» **Selected passage**
- - - - - - -

Thursday, August 11, 2011

My Fucking Father Up To His Goddamn Passive-Aggressive Tricks Again

Parents' minivan was in an accident, so My Fucking Father asked me use the car today in order to take it in for an estimate. I assumed that since it's a 2000 Sienna, they'll pay for the damage out-of-pocket and keep the insurance company out of it, so when the guy performing the estimate asked if I wanted aftermarket parts only, I said yes. Fixing the headlight and bumper would cost over two grand.

Told My Fucking Father this over dinner. He asked if these are with new parts. No, I said. "Nooooooooooooooo!" My Fucking Father whined. Crap.

"You want new parts?" I asked, innocently enough, as if I assumed I would get a civilized response in'well, return. It is My Fucking Father, but I'm an optimist that way.

Shouldn't've done that. "Well, we're giving this to insurance, aren't we?" he cried. Man, I fucking hate it when he asks me a question he knows the answer to. Is there any way I could know more about this situation than you do, especially when you didn't fucking tell me you wanted insurance t0 pay for this? Asshole. Turns out that Mother didn't get into an accident; she was parked and some woman, for some unknown reason, drove across grass and plowed right into the car. Geez, if I would've known that, I would have at least asked my folks if this woman's insurance was going to pay. Such logic seems beyond My Fucking Father's comprehension, however.

I wasn't going to put up with his puerile, condescending verbal barrage. Not today, not now, not during this. So I stopped his moaning with, "I want to get this right!" I saw his face change from one of complaining to one of anger. And I was glad, so fucking glad.

- - - - - - -

» **Dataset entries**
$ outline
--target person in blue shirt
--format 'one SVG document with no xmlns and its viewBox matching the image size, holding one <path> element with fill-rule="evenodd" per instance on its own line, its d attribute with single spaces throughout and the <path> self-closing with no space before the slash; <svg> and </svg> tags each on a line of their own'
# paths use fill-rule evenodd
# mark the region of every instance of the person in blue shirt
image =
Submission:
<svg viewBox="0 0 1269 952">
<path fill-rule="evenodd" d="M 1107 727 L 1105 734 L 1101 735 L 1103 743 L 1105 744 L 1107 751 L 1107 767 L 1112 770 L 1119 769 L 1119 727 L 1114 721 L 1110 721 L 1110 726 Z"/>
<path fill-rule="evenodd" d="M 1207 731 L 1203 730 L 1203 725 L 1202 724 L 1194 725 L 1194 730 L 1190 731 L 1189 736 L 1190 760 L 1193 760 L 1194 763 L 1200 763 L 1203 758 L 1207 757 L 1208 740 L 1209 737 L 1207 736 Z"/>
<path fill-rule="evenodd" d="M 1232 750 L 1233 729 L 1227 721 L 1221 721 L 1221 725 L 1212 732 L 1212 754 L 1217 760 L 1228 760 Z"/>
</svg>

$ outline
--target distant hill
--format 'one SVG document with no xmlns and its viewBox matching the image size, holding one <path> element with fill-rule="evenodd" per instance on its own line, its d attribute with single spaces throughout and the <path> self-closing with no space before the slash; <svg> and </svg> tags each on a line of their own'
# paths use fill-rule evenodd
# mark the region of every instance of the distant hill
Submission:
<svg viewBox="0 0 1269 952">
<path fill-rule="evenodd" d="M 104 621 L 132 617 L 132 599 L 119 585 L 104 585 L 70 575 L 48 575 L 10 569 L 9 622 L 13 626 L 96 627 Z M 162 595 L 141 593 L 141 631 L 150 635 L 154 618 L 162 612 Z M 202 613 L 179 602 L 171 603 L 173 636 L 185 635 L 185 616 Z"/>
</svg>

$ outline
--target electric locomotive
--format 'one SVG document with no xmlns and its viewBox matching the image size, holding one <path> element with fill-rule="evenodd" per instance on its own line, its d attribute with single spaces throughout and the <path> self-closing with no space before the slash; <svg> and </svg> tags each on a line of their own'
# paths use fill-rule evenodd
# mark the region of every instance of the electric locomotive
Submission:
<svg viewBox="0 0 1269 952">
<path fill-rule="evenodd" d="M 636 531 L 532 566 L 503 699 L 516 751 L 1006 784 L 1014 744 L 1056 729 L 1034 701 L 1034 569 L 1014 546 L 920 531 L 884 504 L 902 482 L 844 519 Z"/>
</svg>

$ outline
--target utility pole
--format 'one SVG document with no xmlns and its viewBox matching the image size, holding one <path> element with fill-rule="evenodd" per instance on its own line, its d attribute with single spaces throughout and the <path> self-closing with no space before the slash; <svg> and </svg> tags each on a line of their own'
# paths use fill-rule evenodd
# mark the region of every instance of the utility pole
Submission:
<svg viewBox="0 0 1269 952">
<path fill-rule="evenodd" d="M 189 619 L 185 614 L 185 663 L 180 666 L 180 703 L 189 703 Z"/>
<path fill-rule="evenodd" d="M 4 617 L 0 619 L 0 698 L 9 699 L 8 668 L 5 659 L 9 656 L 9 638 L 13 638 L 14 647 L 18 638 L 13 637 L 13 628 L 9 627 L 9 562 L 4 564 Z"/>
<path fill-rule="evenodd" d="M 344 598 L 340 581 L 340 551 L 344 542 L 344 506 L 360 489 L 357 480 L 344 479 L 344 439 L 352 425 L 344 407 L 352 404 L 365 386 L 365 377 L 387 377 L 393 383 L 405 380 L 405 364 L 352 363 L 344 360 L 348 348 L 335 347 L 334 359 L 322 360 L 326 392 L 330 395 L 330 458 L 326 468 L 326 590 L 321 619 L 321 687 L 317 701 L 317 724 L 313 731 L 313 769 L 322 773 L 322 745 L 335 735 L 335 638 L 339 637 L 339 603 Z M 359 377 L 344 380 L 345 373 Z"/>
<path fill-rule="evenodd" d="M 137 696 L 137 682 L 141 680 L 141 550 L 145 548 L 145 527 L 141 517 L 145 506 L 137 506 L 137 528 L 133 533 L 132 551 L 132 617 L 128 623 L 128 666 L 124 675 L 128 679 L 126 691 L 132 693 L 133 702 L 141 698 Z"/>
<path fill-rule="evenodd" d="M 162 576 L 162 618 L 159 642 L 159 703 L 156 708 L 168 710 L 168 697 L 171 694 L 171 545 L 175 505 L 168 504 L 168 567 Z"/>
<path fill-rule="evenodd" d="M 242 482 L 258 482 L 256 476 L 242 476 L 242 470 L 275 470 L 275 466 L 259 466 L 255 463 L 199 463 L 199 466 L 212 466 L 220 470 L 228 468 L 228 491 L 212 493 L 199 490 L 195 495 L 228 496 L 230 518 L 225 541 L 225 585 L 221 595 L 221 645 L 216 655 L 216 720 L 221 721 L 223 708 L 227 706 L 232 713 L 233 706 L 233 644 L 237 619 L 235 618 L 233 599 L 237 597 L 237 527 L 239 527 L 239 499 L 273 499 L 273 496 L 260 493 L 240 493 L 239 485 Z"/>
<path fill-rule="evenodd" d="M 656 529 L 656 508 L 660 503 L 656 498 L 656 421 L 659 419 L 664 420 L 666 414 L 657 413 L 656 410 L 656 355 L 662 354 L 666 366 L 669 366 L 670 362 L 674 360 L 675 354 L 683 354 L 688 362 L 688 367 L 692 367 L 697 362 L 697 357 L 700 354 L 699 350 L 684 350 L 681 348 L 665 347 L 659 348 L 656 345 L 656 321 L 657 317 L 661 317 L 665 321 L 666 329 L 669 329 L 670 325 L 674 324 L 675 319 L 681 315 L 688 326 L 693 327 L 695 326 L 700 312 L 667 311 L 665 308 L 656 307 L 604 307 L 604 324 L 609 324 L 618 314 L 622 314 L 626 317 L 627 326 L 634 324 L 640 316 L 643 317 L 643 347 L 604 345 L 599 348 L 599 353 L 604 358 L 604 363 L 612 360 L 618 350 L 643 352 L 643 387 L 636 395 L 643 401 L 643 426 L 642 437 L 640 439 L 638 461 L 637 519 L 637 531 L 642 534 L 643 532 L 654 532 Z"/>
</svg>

- - - - - - -

» **The task**
In the blog post about the minivan estimate, how much would it cost to fix the headlight and bumper?

» **Exercise output**
Over two grand.